• [TASK BRIEF]: Write out all the entries below without any change.

• [DATA]:
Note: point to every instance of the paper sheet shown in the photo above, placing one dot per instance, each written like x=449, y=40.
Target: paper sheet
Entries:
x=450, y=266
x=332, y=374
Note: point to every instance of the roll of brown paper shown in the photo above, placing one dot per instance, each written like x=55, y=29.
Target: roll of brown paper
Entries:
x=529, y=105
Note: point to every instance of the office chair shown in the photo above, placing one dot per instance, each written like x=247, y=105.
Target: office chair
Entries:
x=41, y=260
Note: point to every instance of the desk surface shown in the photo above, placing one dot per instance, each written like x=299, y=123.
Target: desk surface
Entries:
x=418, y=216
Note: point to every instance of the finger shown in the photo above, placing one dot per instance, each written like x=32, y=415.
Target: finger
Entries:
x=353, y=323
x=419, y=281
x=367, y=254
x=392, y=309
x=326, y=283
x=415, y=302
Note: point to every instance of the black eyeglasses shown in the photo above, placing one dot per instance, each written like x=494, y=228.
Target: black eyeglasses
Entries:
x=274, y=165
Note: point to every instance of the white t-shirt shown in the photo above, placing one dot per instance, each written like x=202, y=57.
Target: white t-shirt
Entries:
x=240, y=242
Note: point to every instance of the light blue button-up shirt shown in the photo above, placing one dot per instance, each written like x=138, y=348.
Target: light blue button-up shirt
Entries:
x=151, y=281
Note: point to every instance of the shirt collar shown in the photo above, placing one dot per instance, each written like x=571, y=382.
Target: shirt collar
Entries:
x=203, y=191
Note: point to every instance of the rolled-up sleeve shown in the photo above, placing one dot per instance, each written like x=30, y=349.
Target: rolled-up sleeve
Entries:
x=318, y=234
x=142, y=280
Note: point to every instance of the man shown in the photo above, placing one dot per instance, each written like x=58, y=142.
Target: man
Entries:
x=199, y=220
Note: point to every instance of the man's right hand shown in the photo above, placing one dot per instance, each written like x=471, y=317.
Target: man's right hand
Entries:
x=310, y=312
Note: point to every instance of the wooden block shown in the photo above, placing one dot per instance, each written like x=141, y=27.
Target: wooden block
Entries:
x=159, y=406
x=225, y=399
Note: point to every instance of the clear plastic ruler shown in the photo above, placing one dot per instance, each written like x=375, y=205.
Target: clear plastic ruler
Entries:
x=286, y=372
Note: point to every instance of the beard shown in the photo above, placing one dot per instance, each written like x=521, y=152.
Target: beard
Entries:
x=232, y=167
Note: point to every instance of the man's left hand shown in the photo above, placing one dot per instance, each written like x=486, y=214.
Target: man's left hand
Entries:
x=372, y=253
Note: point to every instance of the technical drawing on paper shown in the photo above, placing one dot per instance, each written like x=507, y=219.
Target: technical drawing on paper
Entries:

• [YOUR RESPONSE]:
Note: point to every instance of the paper sheet shown in the photo above, placing one dot per instance, each written like x=449, y=40.
Target: paper sheet
Entries:
x=450, y=266
x=332, y=374
Note: point to every instance of the roll of brown paper shown in the photo above, placing one dot per instance, each written like x=55, y=29.
Target: roll of brown paper
Entries:
x=529, y=105
Note: point to every instance of the office chair shown in the photo above, placing one dot per instance, each written like x=247, y=105.
Target: office chair
Entries:
x=41, y=260
Note: point to every instance of the desk surface shown in the photo above, placing one dot per instance, each written like x=299, y=123.
Target: desk surface
Entries:
x=418, y=216
Note: point to every instance of the finger shown in the photo above, placing one dot per instance, each written like x=32, y=415.
Target: finger
Entries:
x=353, y=323
x=419, y=281
x=367, y=254
x=392, y=309
x=326, y=283
x=415, y=302
Note: point to every instance of the black eyeglasses shown in the photo above, placing one dot per instance, each written like x=494, y=228.
Target: black eyeglasses
Entries:
x=274, y=165
Note: point to every instance of the white t-shirt shown in the photo above, placing one dot per instance, each written like x=202, y=57.
Target: white t-shirt
Entries:
x=240, y=242
Note: point to every instance of the light blue button-up shirt shown in the photo above, placing one dot per instance, each written like x=138, y=348.
Target: light blue button-up shirt
Entries:
x=151, y=281
Note: point to every instance of the shirt collar shown in the photo above, placing one dot per instance, each written like x=571, y=382.
Target: shirt collar
Entries:
x=203, y=191
Note: point to every instance of the rolled-up sleeve shown in the photo above, placing one dot per instance, each written like x=30, y=349.
Target: rolled-up sleeve
Entries:
x=318, y=234
x=142, y=280
Note: point to every instance of the man shown in the photo above, placing one dot per instance, each written like x=58, y=142.
Target: man
Entries:
x=199, y=220
Note: point to every instance of the man's right hand shown in the photo above, placing one dot per instance, each written like x=471, y=317.
Target: man's right hand
Entries:
x=310, y=312
Note: point to every instance of the wooden block shown in the photo above, placing one dot per instance, each written like x=141, y=27.
Target: wooden block
Entries:
x=159, y=406
x=225, y=399
Note: point to every instance of the clear plastic ruler shown in the photo above, placing one dot per instance, each written like x=375, y=205.
Target: clear plastic ruler
Entries:
x=286, y=372
Note: point to every instance of the beard shown in the photo above, placing one dot per instance, each written like x=521, y=152.
Target: beard
Entries:
x=232, y=167
Note: point to every instance of the man's left hand shown in the photo above, placing one dot per instance, each written like x=486, y=214.
Target: man's left hand
Entries:
x=372, y=253
Note: point to every instance of the technical drawing on paper shown in the photo above, placing one dot per instance, each written like x=507, y=219.
Target: technical drawing on paper
Entries:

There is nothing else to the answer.